Friday, 5 December 2014

Comic review: Green Lantern #37- Godhead, Act 3, Part 1: Ranting away about sofa geek culture



Writer: Robert Venditti
Artist: Francis Portela
Publisher: DC Comics
Released: 3rd December 2014


I had something like six or seven back episodes of Gotham (the new television show about a young Bruce Wayne) to watch on my futuristic surveillance device/television, but yesterday I deleted them all.

I did this after watching half an hour of an episode that was focussed on the young Penguin character. He’s the best thing about the show, but as I was watching his violent and manipulative adventures something dawned upon me. It was the realisation that this man on my television set, a murdering psychopath, was being portrayed as a strong willed hero, a man that we should be looking up to as a role model. The television viewer was being manipulated into feeling admiration and empathy for the man. Everything the Penguin was doing was made to look cool and empowering. I could almost here a voice coming from my television set saying:

‘Hey comic book geeks, isn’t it cool to be a psychopath? Don’t you just want to be a psychopath as well?’ 

Okay, so I’m exaggerating to make my point, but I hope you understand what I’m getting at here. I keep seeing this glorification of illness, with diseased, feeble, broken cowards made to look like the coolest guy in the room. It’s the Dexter effect, the Breaking Bad effect, the Game of Thrones effect, the Joker tormenting Batman with his own face held on by rubber bands behind his ears. It’s this sense of joy at embracing the worst elements of humanity. A celebration, a glorification of inhumanity towards your fellow man, but all dressed up in this soft voyeurism that screams suburbs and smart bombs and drone attacks and pathetic, lame, flabby cowardice.

::::

In the comic review, what did the reviewer do with the unwatched back episodes of Gotham?

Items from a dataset
::::

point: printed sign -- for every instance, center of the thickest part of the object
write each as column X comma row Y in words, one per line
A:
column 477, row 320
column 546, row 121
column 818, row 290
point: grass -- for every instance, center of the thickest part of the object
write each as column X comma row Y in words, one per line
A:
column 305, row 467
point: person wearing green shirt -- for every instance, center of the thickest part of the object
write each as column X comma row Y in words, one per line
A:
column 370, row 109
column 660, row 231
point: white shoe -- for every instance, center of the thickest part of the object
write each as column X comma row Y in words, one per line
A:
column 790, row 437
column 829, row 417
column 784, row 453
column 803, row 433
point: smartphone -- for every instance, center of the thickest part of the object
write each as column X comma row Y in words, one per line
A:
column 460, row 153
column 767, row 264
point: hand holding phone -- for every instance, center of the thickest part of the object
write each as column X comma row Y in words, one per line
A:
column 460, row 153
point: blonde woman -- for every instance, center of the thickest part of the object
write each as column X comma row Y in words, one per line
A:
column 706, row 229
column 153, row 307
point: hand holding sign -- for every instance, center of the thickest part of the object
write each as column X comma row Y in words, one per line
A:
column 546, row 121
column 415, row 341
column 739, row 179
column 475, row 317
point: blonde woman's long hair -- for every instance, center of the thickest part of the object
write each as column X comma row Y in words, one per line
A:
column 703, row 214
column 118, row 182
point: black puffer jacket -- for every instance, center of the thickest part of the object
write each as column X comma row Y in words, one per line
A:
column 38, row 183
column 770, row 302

::::

Exercise answer
The reviewer deleted them all.